> [Work instruction]: Copy out each line of the material in which the word "below" appears.

> [Data under study]:
• • •

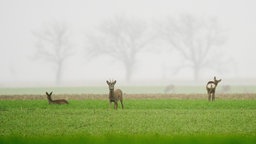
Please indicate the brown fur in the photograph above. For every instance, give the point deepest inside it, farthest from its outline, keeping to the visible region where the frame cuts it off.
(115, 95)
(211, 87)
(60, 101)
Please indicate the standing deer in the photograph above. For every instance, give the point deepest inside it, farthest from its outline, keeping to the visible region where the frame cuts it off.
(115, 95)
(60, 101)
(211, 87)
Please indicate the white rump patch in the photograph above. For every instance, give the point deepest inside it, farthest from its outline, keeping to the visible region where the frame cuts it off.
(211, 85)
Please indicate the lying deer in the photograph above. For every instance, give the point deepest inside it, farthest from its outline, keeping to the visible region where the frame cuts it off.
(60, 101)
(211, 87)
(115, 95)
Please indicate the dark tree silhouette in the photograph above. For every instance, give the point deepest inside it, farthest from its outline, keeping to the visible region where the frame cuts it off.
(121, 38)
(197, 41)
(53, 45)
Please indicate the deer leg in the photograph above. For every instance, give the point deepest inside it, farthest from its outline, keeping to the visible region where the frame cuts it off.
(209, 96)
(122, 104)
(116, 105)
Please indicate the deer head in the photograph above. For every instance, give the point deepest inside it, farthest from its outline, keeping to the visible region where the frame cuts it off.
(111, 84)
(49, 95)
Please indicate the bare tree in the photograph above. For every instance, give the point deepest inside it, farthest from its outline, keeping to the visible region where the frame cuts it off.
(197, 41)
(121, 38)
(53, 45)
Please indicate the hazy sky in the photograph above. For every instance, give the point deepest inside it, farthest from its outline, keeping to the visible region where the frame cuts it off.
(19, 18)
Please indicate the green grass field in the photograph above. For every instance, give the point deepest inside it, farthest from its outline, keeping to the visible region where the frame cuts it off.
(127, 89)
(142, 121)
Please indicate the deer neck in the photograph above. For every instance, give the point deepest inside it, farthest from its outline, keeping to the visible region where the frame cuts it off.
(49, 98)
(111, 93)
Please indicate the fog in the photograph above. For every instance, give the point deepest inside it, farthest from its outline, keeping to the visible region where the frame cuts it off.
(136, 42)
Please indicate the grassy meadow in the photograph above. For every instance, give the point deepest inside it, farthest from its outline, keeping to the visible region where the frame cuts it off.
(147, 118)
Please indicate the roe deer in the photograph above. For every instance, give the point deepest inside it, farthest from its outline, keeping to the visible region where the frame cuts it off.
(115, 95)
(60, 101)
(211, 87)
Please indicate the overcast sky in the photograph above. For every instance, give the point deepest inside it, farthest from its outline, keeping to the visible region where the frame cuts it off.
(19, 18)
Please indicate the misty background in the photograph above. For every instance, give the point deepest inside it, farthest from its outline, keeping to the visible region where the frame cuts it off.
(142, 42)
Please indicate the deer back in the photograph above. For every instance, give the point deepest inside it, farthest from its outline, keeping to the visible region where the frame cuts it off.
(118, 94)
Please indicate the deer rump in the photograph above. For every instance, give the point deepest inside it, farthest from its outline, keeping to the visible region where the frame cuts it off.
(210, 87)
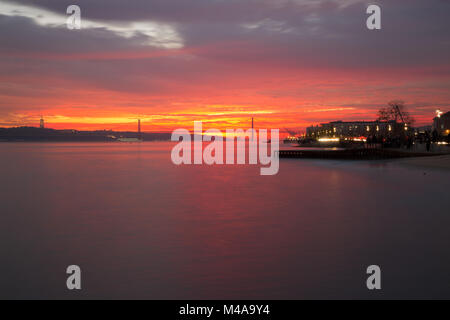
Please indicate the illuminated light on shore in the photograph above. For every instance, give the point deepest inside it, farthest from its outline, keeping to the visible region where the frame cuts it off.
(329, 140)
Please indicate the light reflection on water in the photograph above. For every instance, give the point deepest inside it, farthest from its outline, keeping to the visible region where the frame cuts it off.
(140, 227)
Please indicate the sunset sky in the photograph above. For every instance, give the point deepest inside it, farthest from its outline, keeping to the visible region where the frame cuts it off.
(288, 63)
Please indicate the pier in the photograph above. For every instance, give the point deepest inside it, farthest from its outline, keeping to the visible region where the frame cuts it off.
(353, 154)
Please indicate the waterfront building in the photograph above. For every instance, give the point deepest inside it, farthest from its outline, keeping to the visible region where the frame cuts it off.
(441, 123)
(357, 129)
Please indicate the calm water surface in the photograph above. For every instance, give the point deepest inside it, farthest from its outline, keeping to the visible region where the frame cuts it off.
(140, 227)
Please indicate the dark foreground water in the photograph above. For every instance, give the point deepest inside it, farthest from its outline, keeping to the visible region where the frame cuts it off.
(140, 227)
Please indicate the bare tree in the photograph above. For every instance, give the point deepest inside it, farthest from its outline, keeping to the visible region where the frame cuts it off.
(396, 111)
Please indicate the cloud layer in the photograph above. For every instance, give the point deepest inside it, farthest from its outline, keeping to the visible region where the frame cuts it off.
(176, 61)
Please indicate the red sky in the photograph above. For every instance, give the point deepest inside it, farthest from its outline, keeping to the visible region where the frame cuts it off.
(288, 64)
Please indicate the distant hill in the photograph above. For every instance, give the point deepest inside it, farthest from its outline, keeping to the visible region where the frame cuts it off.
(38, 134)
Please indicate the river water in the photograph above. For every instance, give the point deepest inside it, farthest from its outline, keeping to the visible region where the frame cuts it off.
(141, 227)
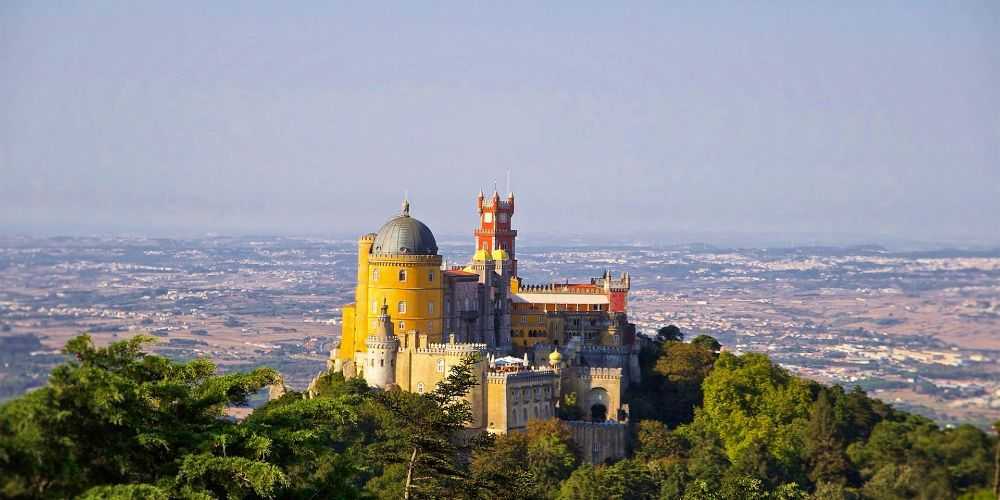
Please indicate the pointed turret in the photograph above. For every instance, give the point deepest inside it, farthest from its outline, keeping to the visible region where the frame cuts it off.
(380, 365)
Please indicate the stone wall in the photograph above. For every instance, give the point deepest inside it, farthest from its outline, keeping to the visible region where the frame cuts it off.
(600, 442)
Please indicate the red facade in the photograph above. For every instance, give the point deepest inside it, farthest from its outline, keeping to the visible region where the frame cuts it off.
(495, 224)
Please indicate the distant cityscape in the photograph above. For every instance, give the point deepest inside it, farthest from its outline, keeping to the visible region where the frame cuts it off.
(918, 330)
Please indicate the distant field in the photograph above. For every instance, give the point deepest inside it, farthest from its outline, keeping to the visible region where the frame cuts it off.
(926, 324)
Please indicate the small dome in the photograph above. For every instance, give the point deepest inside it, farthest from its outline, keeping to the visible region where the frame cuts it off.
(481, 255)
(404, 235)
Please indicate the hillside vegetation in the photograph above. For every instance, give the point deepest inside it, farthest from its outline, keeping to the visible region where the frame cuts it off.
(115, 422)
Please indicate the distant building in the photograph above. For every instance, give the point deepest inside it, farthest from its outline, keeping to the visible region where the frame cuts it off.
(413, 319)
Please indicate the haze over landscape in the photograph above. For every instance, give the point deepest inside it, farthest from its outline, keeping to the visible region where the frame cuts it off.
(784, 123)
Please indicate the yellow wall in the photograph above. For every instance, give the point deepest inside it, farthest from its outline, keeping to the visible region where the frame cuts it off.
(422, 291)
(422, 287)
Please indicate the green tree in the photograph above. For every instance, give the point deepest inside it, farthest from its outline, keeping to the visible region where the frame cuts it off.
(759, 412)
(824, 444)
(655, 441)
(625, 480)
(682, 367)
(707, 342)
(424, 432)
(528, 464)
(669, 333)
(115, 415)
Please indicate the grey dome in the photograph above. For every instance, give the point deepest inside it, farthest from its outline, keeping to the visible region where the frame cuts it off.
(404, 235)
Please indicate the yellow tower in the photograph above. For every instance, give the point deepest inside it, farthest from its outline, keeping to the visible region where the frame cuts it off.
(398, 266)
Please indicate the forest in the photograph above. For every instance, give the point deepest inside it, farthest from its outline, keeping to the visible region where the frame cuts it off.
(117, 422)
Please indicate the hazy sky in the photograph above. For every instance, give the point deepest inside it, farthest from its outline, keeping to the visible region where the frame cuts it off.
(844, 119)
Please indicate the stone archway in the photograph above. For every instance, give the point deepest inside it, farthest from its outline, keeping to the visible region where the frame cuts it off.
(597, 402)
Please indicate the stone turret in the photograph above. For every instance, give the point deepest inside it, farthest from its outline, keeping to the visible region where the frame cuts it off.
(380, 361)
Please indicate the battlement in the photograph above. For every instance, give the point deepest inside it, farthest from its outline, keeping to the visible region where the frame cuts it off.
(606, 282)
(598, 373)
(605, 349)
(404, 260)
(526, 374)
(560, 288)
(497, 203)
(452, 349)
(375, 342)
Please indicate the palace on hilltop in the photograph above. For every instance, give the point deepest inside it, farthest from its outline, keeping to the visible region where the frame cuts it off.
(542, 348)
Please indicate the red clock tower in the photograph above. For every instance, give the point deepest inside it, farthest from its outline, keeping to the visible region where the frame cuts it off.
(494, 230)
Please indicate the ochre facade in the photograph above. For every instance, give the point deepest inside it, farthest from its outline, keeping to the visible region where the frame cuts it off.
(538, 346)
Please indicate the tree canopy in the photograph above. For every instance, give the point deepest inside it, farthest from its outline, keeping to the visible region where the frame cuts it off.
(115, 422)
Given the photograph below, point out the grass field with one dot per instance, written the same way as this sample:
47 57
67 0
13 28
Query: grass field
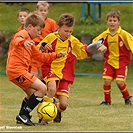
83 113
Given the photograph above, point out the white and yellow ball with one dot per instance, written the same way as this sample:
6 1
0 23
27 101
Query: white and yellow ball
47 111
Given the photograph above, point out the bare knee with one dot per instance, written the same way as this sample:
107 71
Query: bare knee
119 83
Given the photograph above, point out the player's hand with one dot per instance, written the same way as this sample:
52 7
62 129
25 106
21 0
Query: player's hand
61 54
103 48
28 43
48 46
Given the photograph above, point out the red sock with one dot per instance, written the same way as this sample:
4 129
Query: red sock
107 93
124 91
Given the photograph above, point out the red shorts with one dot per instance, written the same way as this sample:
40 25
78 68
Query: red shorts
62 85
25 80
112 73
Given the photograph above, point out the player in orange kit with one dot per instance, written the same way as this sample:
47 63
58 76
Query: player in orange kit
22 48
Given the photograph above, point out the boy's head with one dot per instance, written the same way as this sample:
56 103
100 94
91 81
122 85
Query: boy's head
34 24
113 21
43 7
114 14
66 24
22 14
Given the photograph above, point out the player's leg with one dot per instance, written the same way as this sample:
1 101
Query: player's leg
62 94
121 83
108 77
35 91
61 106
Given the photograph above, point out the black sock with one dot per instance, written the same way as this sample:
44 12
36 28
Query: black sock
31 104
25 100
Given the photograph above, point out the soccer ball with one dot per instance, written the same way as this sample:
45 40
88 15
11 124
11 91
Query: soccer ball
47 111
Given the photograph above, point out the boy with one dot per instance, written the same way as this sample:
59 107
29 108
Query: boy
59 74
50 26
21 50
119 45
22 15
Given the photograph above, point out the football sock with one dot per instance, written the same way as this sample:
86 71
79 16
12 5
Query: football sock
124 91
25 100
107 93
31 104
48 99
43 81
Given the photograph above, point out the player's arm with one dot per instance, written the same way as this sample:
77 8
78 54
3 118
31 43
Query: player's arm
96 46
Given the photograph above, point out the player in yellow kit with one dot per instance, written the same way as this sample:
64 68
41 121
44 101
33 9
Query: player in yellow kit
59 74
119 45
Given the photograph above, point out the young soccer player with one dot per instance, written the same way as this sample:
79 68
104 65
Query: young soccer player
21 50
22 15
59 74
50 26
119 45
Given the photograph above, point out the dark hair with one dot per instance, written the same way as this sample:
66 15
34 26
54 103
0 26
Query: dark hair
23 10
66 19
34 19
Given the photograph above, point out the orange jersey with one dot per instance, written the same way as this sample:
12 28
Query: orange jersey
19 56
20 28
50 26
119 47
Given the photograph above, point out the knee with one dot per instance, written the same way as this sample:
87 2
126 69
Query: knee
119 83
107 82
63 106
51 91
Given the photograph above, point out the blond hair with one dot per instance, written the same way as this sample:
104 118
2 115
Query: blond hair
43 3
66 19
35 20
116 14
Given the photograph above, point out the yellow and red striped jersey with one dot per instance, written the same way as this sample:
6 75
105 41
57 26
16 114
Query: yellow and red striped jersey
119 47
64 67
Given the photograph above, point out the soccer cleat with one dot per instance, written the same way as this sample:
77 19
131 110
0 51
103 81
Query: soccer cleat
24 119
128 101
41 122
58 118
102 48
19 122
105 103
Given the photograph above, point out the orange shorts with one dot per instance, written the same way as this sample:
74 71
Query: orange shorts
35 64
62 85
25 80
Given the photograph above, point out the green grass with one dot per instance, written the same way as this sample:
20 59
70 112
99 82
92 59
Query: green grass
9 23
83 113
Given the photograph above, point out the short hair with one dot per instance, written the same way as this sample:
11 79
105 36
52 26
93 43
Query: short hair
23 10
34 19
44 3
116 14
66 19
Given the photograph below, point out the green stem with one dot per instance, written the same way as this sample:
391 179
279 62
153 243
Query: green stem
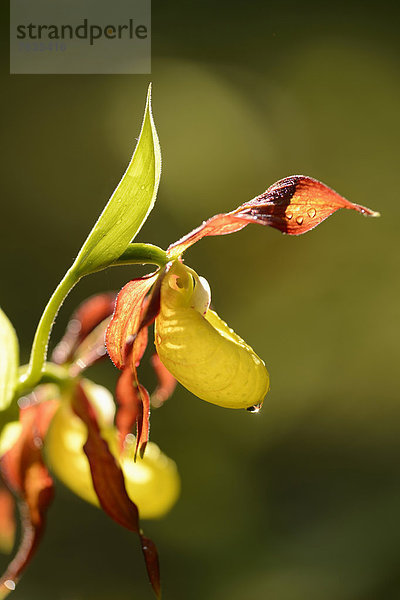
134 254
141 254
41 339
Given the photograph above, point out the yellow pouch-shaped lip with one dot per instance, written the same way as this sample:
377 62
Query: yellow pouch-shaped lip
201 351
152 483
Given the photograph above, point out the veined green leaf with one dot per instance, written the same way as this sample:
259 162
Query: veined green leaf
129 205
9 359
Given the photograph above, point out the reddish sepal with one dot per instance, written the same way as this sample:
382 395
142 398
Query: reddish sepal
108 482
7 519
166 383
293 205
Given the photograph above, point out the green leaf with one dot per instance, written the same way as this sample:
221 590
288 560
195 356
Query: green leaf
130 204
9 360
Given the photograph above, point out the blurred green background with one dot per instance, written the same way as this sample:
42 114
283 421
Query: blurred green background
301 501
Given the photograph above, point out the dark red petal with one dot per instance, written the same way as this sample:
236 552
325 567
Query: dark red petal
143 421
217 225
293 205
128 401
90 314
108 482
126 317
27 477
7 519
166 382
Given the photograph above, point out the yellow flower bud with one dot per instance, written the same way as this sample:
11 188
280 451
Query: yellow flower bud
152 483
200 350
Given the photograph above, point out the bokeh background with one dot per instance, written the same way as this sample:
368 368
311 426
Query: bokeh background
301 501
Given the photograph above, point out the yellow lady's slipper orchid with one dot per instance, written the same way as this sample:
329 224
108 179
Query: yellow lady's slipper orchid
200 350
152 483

• • •

> [Expected answer]:
Given the photograph below, point out the grass field with one dot per instance, written the same way as this sample:
Given the photograph below, point out the green stem with one dot per instance, written the same way as this sample:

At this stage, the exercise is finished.